▸ **Dataset**:
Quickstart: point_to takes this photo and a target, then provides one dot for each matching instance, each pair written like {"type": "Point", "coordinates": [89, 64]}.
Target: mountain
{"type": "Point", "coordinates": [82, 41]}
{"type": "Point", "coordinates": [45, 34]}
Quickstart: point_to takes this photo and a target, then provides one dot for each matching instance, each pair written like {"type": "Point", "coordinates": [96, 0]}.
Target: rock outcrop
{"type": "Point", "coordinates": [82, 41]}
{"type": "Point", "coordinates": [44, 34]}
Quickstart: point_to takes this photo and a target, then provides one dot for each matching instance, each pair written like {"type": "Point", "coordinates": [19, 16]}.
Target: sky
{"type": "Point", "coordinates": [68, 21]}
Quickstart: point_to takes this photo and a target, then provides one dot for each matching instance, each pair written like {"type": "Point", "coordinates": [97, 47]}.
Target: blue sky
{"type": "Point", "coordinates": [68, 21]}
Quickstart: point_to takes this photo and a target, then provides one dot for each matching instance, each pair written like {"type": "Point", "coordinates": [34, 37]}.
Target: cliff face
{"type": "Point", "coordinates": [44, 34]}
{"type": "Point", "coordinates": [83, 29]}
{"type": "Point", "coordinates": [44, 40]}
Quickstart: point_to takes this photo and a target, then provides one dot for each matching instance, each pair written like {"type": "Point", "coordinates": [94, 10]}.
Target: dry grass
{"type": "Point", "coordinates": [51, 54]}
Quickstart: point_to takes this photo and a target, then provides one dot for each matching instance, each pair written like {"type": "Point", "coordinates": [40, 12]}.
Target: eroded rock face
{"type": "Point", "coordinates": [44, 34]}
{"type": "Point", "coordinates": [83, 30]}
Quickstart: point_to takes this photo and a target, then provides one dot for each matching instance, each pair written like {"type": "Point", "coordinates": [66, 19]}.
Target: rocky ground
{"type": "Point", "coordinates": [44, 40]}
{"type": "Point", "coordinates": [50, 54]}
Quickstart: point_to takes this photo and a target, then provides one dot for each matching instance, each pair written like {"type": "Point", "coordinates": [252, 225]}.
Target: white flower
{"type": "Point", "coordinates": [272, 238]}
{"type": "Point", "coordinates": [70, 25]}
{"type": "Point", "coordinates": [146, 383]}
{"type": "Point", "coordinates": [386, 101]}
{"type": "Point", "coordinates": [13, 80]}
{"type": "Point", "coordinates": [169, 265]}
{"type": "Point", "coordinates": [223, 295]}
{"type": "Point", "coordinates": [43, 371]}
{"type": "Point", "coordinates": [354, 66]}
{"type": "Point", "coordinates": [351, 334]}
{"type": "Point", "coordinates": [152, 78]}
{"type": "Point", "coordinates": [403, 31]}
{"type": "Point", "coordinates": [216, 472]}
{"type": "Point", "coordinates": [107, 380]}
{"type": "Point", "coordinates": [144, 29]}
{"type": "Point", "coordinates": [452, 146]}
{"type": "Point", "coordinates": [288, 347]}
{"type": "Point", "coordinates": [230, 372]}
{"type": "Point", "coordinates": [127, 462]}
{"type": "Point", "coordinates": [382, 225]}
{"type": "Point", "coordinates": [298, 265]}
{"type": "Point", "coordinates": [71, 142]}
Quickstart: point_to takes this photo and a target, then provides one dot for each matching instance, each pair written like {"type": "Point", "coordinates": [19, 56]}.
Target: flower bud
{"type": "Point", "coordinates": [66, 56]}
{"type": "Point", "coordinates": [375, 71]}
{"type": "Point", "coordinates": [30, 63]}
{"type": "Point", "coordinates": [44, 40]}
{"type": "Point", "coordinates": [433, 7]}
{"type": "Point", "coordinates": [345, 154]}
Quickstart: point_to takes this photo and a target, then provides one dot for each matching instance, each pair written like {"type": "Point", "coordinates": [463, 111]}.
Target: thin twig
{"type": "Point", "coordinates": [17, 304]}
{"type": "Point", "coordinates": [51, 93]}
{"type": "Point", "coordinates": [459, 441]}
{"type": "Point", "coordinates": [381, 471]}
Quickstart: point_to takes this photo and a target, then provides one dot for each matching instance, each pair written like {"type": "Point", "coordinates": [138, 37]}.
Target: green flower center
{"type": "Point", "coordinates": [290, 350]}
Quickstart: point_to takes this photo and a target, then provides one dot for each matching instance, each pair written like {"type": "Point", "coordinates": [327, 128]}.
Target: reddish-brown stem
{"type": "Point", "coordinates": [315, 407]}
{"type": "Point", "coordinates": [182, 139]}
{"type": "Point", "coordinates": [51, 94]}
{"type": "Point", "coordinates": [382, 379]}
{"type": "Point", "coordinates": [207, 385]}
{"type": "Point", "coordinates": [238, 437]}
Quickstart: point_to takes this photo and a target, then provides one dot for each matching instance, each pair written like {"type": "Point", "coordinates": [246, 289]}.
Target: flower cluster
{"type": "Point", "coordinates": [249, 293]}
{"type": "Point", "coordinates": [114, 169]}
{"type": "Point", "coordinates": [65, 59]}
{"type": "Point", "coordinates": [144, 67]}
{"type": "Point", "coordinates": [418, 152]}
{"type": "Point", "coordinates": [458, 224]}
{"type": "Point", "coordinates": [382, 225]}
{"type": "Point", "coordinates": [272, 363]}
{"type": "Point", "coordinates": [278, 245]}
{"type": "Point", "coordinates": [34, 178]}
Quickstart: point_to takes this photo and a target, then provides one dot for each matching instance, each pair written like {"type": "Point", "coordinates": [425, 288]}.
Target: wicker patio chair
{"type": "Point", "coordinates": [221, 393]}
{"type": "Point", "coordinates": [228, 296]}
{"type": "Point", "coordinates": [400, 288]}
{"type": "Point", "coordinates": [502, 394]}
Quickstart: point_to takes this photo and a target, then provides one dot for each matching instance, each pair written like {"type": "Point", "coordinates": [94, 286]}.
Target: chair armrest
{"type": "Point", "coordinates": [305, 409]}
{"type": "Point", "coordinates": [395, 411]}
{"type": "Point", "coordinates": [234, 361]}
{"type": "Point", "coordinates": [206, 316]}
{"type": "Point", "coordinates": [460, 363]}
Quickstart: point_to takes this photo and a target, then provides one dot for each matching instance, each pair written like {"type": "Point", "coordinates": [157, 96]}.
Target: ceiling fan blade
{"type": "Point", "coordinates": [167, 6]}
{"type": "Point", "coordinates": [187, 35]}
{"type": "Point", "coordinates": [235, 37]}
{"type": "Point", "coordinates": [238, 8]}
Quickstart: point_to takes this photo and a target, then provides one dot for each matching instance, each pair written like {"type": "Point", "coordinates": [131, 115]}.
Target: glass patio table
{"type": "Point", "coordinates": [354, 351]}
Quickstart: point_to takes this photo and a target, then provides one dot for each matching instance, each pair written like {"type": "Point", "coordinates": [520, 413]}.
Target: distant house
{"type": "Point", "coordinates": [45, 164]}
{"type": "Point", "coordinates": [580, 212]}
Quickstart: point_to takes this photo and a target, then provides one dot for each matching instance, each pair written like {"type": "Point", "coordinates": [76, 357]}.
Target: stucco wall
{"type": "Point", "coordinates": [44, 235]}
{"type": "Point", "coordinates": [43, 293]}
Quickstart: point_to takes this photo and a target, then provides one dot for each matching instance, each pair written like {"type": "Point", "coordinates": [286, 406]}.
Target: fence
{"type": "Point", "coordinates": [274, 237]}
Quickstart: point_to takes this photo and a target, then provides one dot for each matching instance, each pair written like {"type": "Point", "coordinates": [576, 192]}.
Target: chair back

▸ **Work instructions**: Report how many lines in the material above contain the string "patio", treating uppercase and lowercase as different. Give only the number.

▸ **Task result**: 2